[Opening EXTRACTED ENTRIES section]

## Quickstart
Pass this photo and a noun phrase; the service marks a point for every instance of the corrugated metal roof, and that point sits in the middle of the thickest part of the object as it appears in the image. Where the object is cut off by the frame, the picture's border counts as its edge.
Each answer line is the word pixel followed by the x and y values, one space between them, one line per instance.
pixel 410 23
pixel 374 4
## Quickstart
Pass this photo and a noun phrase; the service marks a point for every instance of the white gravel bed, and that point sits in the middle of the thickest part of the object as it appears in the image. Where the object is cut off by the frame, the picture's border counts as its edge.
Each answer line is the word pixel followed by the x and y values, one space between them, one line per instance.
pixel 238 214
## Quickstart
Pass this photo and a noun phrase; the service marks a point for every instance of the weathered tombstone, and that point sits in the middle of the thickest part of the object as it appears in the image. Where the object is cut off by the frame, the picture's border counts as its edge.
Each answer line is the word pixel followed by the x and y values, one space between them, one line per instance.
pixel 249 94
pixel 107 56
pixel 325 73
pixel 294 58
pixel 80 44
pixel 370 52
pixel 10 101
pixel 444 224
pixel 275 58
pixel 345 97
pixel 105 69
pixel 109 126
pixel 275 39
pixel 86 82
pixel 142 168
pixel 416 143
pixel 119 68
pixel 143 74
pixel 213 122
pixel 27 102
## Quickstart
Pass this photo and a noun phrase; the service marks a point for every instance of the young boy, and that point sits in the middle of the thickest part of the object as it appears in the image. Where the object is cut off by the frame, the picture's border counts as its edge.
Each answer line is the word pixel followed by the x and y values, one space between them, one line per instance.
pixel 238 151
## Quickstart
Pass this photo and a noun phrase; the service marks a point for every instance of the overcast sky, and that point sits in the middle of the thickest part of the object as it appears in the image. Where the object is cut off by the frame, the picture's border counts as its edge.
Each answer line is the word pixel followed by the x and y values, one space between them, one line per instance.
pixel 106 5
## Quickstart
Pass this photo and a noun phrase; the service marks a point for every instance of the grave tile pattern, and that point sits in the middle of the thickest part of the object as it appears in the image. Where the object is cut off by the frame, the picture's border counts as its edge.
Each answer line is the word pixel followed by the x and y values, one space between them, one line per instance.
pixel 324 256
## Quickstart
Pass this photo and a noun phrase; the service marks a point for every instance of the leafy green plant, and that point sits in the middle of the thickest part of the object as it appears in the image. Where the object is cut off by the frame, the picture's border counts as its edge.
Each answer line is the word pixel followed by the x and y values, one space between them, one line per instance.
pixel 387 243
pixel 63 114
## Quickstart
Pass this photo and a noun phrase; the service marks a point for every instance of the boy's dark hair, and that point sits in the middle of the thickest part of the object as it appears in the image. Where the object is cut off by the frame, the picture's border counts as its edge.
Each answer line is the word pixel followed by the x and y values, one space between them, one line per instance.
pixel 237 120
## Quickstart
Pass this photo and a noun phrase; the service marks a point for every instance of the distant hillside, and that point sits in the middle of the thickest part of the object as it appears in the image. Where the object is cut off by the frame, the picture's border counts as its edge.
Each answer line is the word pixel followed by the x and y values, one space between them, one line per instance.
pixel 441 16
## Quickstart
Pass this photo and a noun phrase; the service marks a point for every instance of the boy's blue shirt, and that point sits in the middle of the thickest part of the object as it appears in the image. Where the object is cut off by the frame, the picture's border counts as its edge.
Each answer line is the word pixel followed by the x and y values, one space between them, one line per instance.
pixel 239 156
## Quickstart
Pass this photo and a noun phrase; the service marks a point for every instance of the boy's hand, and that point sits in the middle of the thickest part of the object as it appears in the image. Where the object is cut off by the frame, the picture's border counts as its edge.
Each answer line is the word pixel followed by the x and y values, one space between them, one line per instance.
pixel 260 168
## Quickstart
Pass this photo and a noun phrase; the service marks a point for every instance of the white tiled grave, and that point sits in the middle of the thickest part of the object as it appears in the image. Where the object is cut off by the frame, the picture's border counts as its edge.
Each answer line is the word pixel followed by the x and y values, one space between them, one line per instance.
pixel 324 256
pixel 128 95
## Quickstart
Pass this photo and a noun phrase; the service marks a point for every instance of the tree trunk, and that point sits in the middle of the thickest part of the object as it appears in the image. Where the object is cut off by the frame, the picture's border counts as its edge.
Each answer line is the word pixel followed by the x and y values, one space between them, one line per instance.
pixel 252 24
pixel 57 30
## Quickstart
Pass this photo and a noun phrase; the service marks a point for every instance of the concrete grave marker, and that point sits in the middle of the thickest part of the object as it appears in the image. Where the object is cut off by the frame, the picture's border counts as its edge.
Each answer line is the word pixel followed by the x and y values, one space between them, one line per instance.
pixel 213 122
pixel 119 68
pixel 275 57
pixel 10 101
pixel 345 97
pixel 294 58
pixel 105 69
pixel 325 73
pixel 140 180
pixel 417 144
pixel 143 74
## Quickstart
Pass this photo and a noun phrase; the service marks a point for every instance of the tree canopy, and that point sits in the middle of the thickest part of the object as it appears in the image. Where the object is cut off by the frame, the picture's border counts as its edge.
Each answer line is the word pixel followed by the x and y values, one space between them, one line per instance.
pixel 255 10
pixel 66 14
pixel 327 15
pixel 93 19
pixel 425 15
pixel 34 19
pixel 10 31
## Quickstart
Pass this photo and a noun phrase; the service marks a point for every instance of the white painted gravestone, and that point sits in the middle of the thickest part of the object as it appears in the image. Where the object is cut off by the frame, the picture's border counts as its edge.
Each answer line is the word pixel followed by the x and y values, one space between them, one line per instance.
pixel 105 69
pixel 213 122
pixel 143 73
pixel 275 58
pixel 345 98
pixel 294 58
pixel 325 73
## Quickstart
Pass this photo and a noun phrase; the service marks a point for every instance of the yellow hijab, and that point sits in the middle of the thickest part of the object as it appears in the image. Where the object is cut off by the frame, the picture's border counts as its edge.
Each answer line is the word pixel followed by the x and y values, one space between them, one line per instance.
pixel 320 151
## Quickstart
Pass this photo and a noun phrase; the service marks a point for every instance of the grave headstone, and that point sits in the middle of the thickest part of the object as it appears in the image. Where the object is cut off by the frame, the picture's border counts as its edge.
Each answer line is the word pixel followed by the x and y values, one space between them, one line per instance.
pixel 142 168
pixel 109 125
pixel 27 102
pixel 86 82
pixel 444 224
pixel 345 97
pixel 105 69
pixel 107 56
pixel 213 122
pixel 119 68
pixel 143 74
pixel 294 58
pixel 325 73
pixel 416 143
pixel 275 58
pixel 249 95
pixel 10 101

[Closing EXTRACTED ENTRIES section]

Write out every line of the data exactly, leaving nothing out.

* **ANSWER TO THE EXERCISE**
## Quickstart
Pass this photo and a noun phrase; the service marks a point for every instance of the corrugated metal roof, and that point sits in the middle of the thickest part of the object as it appears in the image. Where the object is cut off by the frame, the picture's border counts as its edge.
Each answer line is the word pixel followed by the x and y values, one space between them, one line per instance.
pixel 410 23
pixel 374 4
## Quickstart
Pass this photo and a noun phrase; the service marks a point for every instance of the white gravel bed, and that point sits in the middle of the thickest part of the object as it appears in the image. Where the object is cut off by the frame, the picture's border counts as its edge.
Each answer line is the word pixel followed by the x and y values, one space between them, one line per instance.
pixel 238 214
## Quickstart
Pass this photo and a noun phrase; the service marks a point for every instance of the weathered tombstone, and that point sits in the middle of the thickest part of the object as it appears in the image. Where the object is cut off by the frame, the picture's border counts as its edge.
Each answer line is the word pixel followed by the x and y values, one space between them, one line per instance.
pixel 249 94
pixel 107 56
pixel 325 73
pixel 294 58
pixel 80 44
pixel 370 52
pixel 10 101
pixel 444 224
pixel 275 58
pixel 345 97
pixel 105 69
pixel 109 126
pixel 275 39
pixel 86 82
pixel 142 168
pixel 416 143
pixel 119 68
pixel 143 74
pixel 213 122
pixel 27 102
## Quickstart
Pass this photo and a noun phrase; the service marks a point for every instance of the young boy, and that point sits in the middle of the thickest part of the object as it appears in the image. Where the object is cut off by the frame, the picture's border counts as its edge.
Each answer line is the word pixel followed by the x and y values, one space between them, one line per instance.
pixel 238 151
## Quickstart
Pass this photo and a noun phrase; the service marks a point for every instance of the overcast sky, and that point sits in the middle of the thickest part of the object as it appears in the image. Where the object is cut off by the frame, the picture's border counts as its edge.
Each answer line is the word pixel followed by the x and y values, one space between them, one line per instance.
pixel 106 5
## Quickstart
Pass this photo and a noun phrase; the service marks a point for every instance of the grave tile pattern, and that point sits in the middle of the thickest part of the object as it appears in the image. Where the object is cut off by the frame, the picture's border counts as its edge.
Each answer line is the word pixel followed by the x and y values, one space between them, one line per instance.
pixel 324 256
## Quickstart
Pass this photo and a noun phrase; the service marks a point for every instance of the leafy green plant, and that point sits in the middle of the thickest part of the object as it appears in the image. Where the object is cut off by the frame, the picture's border counts as its edge.
Each answer line is the word pixel followed by the x and y values, one space between them, one line per instance.
pixel 387 243
pixel 63 114
## Quickstart
Pass this photo and a noun phrase; the service marks a point for every instance of the boy's dark hair, and that point sits in the middle of the thickest part of the object as it appears in the image. Where the object is cut off by the frame, the picture's border counts as its edge.
Each answer line is the word pixel followed by the x and y values, one space between them, one line per instance.
pixel 237 120
## Quickstart
Pass this photo and a noun phrase; the service marks a point for every instance of the distant hillside, and that point sits in the middle of the thickest part of the object as it appears in the image. Where the object is cut off by the frame, the picture's border counts as its edge.
Each answer line is the word pixel followed by the x and y values, one space between them, one line per instance.
pixel 441 16
## Quickstart
Pass this photo and a noun phrase; the service marks a point for every instance of the boy's blue shirt, and that point sits in the middle of the thickest part of the object as it appears in the image. Where the object is cut off by the frame, the picture's border counts as its edge.
Each answer line is the word pixel followed by the x and y values, one space between them, one line per instance.
pixel 239 156
## Quickstart
Pass this photo and a noun phrase; the service marks a point for every instance of the boy's hand, and that point sits in the middle of the thickest part of the object as it appears in the image. Where the object is cut off by the frame, the picture's border counts as its edge.
Each answer line is the word pixel followed by the x and y values, one space between them, one line per instance.
pixel 260 168
## Quickstart
Pass this photo and a noun phrase; the service marks a point for every instance of the white tiled grave, and that point sits in the middle of the thickest part of the object as it appears in the image. Where the object is cut off by the frame, the picture's border counts as its edge.
Each answer line is the word pixel followed by the x and y values, one space between them, one line per instance.
pixel 324 256
pixel 128 95
## Quickstart
Pass this photo and a noun phrase; the service marks a point for every instance of the tree trunk, and that point sits in the middle of the thickest part of the object as it appears in the image. Where the object is cut off by the frame, the picture's border counts as its edge.
Each answer line is the word pixel followed by the x and y values, one space between them, one line per instance.
pixel 252 24
pixel 57 30
## Quickstart
Pass this photo and a noun phrase; the service marks a point for every instance of the concrete grave marker, and that point sits in the middle of the thickest part of the object as it appears in the image. Where the object is cut off by the frame, the picture's border counts as its edge.
Each answer line is the word pixel followed by the x and y values, one space between them, one line per instance.
pixel 213 122
pixel 119 68
pixel 275 57
pixel 10 101
pixel 345 97
pixel 294 58
pixel 105 69
pixel 325 73
pixel 140 180
pixel 417 144
pixel 143 74
## Quickstart
Pass this photo and a noun phrase; the service marks a point for every instance of the tree canopy, and that point sits in the middle of the thickest part of the object as it appears in the image. Where the object is cut off by the frame, the picture's border counts as its edge.
Each answer line is the word pixel followed by the x and y values, one space between them, one line per instance.
pixel 255 10
pixel 66 14
pixel 327 15
pixel 93 19
pixel 425 15
pixel 34 19
pixel 10 31
## Quickstart
Pass this photo and a noun phrase; the service marks a point for every instance of the white painted gravestone, and that point sits in the middle of the thickest part of the object as it appears in the image. Where the object is cut off by the frame, the picture's border counts as its edge.
Each answer line is the word pixel followed by the x and y values, one space between them, one line per instance.
pixel 105 69
pixel 213 122
pixel 143 73
pixel 275 58
pixel 345 98
pixel 294 58
pixel 325 73
## Quickstart
Pass this photo and a noun phrase; the service marks a point for every instance of the yellow hijab, and that point sits in the middle of the thickest part of the object as it appears in the image. Where the object is cut off by the frame, the picture's border counts as its edge.
Each answer line is the word pixel followed by the x and y values, one space between them, one line per instance.
pixel 320 151
## Quickstart
Pass this photo and a noun phrase; the service marks a point for every instance of the grave headstone, and that point sits in the middle of the thickest part of the object as it appears in the image. Where the object is cut off by the frame, the picture's border counts as its edge.
Each answer line is the word pixel followed by the x and y values, one space between them, one line per instance.
pixel 142 168
pixel 109 125
pixel 27 102
pixel 86 82
pixel 444 224
pixel 345 97
pixel 105 69
pixel 107 56
pixel 213 122
pixel 119 68
pixel 143 74
pixel 294 58
pixel 325 73
pixel 416 143
pixel 275 58
pixel 249 95
pixel 10 101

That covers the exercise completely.